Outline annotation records
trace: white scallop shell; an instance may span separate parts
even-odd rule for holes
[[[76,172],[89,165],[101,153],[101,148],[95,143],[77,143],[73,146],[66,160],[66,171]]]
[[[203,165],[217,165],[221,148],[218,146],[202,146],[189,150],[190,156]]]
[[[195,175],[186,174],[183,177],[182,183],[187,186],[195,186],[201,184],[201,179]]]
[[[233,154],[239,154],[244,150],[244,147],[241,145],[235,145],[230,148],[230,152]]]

[THE PROBLEM]
Rewrite all the records, swapping "separate parts" for "disconnected pieces" and keeping everything else the same.

[TASK RESPONSE]
trace: white scallop shell; an instance may span disconnected pieces
even-odd rule for holes
[[[76,172],[89,165],[101,153],[101,148],[95,143],[77,143],[73,146],[66,160],[66,171]]]
[[[203,165],[217,165],[221,148],[218,146],[202,146],[189,150],[190,156]]]
[[[195,175],[186,174],[183,177],[182,183],[187,186],[195,186],[201,184],[201,179]]]
[[[233,154],[239,154],[244,150],[244,147],[241,145],[235,145],[230,148],[230,152]]]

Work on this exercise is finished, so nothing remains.